**Exercise objective**
All of the data must be printed exactly; please include every line.

Begin

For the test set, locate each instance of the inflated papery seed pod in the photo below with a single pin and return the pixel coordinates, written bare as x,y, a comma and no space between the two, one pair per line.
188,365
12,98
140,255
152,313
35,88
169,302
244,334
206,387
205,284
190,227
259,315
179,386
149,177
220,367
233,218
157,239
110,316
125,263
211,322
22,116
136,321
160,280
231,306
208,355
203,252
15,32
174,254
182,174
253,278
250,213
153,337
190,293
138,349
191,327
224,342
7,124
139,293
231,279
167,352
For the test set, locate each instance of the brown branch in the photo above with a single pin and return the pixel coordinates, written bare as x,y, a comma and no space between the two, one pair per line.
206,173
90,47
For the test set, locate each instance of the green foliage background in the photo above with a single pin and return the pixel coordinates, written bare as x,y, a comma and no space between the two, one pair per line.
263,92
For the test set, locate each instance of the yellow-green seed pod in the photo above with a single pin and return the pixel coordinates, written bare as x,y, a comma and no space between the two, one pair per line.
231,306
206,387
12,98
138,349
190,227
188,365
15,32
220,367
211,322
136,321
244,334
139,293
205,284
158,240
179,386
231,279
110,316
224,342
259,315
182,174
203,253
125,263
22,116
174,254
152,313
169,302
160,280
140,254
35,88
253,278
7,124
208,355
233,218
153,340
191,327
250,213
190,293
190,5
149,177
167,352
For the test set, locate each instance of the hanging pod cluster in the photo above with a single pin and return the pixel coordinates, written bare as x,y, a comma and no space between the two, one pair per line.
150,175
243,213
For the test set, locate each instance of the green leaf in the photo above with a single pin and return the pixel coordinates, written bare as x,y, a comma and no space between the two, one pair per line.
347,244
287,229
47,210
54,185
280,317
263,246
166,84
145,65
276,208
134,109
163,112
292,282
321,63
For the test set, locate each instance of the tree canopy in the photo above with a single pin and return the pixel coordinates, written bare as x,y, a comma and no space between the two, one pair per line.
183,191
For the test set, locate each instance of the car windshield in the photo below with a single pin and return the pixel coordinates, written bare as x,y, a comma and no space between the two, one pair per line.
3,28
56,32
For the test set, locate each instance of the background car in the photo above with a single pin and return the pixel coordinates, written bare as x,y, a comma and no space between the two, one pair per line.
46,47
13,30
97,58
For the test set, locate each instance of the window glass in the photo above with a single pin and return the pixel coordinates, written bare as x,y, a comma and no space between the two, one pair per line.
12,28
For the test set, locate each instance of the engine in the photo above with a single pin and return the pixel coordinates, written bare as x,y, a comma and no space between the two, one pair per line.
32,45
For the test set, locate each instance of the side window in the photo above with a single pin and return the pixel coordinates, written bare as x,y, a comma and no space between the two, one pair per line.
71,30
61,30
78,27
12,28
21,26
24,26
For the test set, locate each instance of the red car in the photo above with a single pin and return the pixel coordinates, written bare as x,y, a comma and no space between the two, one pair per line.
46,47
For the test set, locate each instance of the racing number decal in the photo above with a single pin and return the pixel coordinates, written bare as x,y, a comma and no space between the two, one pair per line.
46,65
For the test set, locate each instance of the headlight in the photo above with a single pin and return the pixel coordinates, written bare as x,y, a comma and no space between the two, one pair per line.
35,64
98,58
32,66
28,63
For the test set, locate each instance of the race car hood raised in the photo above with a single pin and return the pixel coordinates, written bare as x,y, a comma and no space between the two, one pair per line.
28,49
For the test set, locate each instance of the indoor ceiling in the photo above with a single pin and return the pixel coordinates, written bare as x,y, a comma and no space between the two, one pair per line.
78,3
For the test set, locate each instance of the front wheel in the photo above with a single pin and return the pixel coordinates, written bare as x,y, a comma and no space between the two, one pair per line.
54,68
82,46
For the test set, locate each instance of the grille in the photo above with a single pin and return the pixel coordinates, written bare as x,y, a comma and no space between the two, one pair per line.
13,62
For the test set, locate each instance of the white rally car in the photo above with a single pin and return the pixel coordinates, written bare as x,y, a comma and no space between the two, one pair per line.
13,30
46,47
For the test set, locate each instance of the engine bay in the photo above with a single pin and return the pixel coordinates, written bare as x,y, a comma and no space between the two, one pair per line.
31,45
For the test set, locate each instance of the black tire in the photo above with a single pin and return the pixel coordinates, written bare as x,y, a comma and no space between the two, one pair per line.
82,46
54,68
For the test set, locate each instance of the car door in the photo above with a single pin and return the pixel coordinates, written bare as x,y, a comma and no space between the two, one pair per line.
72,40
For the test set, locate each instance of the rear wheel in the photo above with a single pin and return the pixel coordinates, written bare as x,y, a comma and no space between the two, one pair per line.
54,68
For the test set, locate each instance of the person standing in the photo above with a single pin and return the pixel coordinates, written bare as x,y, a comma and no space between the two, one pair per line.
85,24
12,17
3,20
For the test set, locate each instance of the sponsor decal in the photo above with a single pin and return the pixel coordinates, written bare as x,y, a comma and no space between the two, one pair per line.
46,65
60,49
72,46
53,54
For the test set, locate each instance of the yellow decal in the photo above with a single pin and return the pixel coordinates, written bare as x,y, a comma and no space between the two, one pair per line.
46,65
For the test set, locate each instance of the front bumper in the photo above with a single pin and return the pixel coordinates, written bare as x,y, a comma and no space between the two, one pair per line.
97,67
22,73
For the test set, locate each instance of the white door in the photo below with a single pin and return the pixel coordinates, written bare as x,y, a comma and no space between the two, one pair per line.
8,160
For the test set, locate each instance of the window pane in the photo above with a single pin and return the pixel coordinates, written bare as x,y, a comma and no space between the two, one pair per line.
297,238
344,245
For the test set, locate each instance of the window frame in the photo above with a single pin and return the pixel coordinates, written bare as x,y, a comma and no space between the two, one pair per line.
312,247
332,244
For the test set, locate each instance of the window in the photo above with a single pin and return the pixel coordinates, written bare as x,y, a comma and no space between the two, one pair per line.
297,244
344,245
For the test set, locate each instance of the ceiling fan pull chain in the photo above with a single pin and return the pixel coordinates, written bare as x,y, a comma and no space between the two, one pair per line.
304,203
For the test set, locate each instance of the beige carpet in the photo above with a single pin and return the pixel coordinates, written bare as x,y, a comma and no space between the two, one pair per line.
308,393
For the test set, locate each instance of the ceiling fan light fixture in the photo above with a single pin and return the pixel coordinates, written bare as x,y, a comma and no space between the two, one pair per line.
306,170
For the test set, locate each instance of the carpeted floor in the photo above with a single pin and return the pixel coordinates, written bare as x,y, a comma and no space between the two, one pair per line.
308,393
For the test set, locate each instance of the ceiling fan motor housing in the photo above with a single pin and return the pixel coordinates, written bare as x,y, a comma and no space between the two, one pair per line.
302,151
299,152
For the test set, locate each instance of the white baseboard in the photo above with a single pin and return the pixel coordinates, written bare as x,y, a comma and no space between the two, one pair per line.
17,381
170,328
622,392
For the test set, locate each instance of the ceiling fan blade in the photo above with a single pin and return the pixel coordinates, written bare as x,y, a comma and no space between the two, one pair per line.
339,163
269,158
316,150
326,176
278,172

End

**Task answer**
For the test set, locate each instance of the inflated papery seed pod in the photo below with a single pin and return the pixel coordinates, written bare as x,y, a comma and no space between the two, one pair per line.
188,365
12,98
140,255
152,313
35,88
169,302
244,334
206,387
205,284
190,227
259,315
179,386
149,177
220,367
233,218
157,239
110,316
125,263
211,322
22,116
136,321
160,280
231,306
208,355
203,252
15,32
174,254
182,174
253,278
250,213
153,337
190,293
138,349
191,327
224,342
7,124
139,293
231,279
167,352
For the test set, locate each instance of the brown branch in the photo above with a single pin and return the pixel coordinates, written bare as x,y, a comma and no space between the two, one pair per line.
206,173
90,47
For the test set, locate each instance of the green foliage background in the photo above with a single pin and return the pixel coordinates, written bare as x,y, a comma and no space between the two, one pair per line.
263,92
For the test set, locate each instance of the yellow-green seed pod in the photo above with a single pin and return the pixel coordinates, written bare as x,y, a comma and no space between the two, one pair per line.
231,306
206,387
12,98
138,349
190,227
188,365
15,32
220,367
211,322
136,321
244,334
139,293
205,284
158,240
179,386
231,279
110,316
224,342
259,315
182,174
203,253
125,263
22,116
174,254
152,313
169,302
160,280
140,254
35,88
253,278
7,124
208,355
233,218
153,340
191,327
250,213
190,293
190,5
149,177
167,352
For the test set, locate each instance of the hanging pod cluster in the photo above with a single pin and return the pixel coordinates, written bare as x,y, a comma and no space between the two, one pair per line.
150,175
243,213
For the test set, locate each instance of the green leaf in the photo above with a single pin and return the pixel coordinates, written bare as x,y, a comma and no space between the two, one pair per line.
347,244
287,229
47,210
54,185
280,317
263,246
166,84
145,65
276,208
134,109
163,112
292,282
321,63
For the test set, locate each instance of the tree canopy in the photo above with a single pin and return the pixel coordinates, written bare as x,y, a comma and no space between the two, one pair per line.
183,191
For the test set, locate each instance of the car windshield in the photo below with a single pin and return the pixel coordinates, written bare as x,y, a comma and no space between the two, one pair per line.
3,28
56,32
For the test set, locate each instance of the background car in the photo above with a single pin and return the pixel coordinates, written bare as x,y, a comma and no space between the two, one pair per line.
46,47
13,30
97,58
For the test set, locate each instance of the window glass in the photo above with a single pin and return the pixel coordinates, written bare as x,y, a comma and no space between the two, one pair per line.
12,28
For the test set, locate each instance of the engine in the photo above with a single pin and return the pixel coordinates, written bare as x,y, a comma and no space between the two, one pair per line.
32,45
For the test set, locate each instance of the side window in the photo above with a single pin and return the pixel coordinates, written bare as x,y, a comma and no space between the two, one pair per line.
71,30
61,30
78,27
12,28
21,26
24,26
For the test set, locate each instance of the red car in the photo above with a single pin and return the pixel coordinates, written bare as x,y, a comma and no space between the two, one pair per line.
46,47
For the test set, locate each instance of the racing number decal in the photo above with a single pin and return the pixel coordinates, written bare as x,y, a comma and no space between the two, one pair per line.
46,65
For the test set, locate each instance of the headlight in the photo above with a single pin and return the pixel coordinates, written bare as x,y, a comma and no space between the two, one pair per line.
35,64
98,58
32,66
28,63
For the test set, locate each instance of the race car hood raised in the photo above with a single pin and return the pixel coordinates, written bare as x,y, a comma and no space between the two, one pair per line.
28,49
For the test set, locate each instance of the indoor ceiling in the photo above with a single pin and return the pixel coordinates, written bare as x,y, a comma and no space between the two, one pair per line.
78,3
For the test set, locate each instance of the front wheel in the photo above with a single pin and return the pixel coordinates, written bare as x,y, a comma and no space between the two, one pair per line.
54,68
82,46
For the test set, locate each instance of the grille in the photo above with a single pin and return the pixel coordinates, written bare as x,y, a comma and no space between the two, one pair per line.
13,62
For the test set, locate each instance of the white rally car in the photo above with a single pin and return the pixel coordinates, written bare as x,y, a comma and no space between the two, one pair per line.
13,30
46,47
For the test set, locate each instance of the engine bay in the photo above with a single pin and return the pixel coordinates, written bare as x,y, a comma and no space between the two, one pair per line.
31,45
For the test set, locate each instance of the black tire in the photo above with a single pin and return the pixel coordinates, written bare as x,y, a comma and no space between the two, one pair per line.
82,46
54,68
For the test set, locate each instance of the car door in the photo above with a single pin and return the pixel coordinates, written bare as x,y, a comma and no space between the two, one pair per line.
72,40
For the test set, locate each instance of the rear wheel in the photo above with a single pin and return the pixel coordinates, written bare as x,y, a comma and no space between the two, one pair per line.
54,68
For the test set, locate each instance of the person standing in the photo above with a single pin and return the pixel coordinates, written bare as x,y, a comma and no space between the two, one pair per line.
85,24
12,17
3,20
For the test set, locate each instance of the sponsor decal in the photo above with a single pin and return the pixel coordinates, written bare as x,y, a comma and no space between the two, one pair per line.
46,65
60,49
72,46
53,54
For the test set, locate each instance of the yellow decal in the photo above with a single pin and return the pixel coordinates, written bare as x,y, a comma and no space between the two, one pair per line.
46,65
For the test set, locate each instance of the front bumper in the photo above with a single pin and return the pixel coordinates, written bare as x,y, a comma and no space between the two, one pair per line.
97,67
22,73
For the test set, locate each instance of the white door in the photo below with a single pin and return the pixel coordinates, written bare as x,y, a comma and no space between the two, one pair per line.
8,160
For the test set, locate each instance of the window pane in the photo above with a single pin and return the pixel coordinates, written bare as x,y, a comma and no space between the two, one pair per line.
297,238
344,245
For the test set, locate each instance of the window frame in the photo above with a single pin and return the pixel coordinates, written bare as x,y, a comma and no space between the two, one pair per line.
312,247
332,244
For the test set, locate each instance of the window in the photo above with a single pin and return the pixel coordinates, written bare as x,y, a comma and no space between the two, one pair per line.
297,244
344,245
For the test set, locate each instance of the ceiling fan pull chain in the photo above with a single pin and return the pixel coordinates, written bare as x,y, a comma and no space between the two, one pair per line.
304,203
For the test set, locate each instance of the beige carpet in the photo above with a single pin and return the pixel coordinates, written bare as x,y, a comma and no space between the two, one pair per line.
308,393
For the test set, locate each instance of the ceiling fan light fixture in the photo above with a single pin and return the pixel coordinates, written bare as x,y, a comma and no space between the two, one pair per line.
306,170
For the test set, locate each instance of the carpeted floor in the photo above with a single pin and return the pixel coordinates, written bare as x,y, a comma and no space between the two, one pair per line.
308,393
For the test set, locate each instance of the ceiling fan motor housing in the photo above with a single pin and return the pixel coordinates, written bare as x,y, a comma and no space between the two, one pair per line.
302,151
299,152
For the test set, locate each instance of the white baseboard in the photo above with a single pin and return the pixel coordinates, written bare as x,y, a comma and no space between the two, one pair per line.
17,381
170,328
622,392
For the test set, locate each instance of the ceiling fan blade in the photo above with a single pin and return the pixel coordinates, written bare as x,y, a comma and no space between the two, one pair per line.
339,163
269,158
316,150
326,176
278,172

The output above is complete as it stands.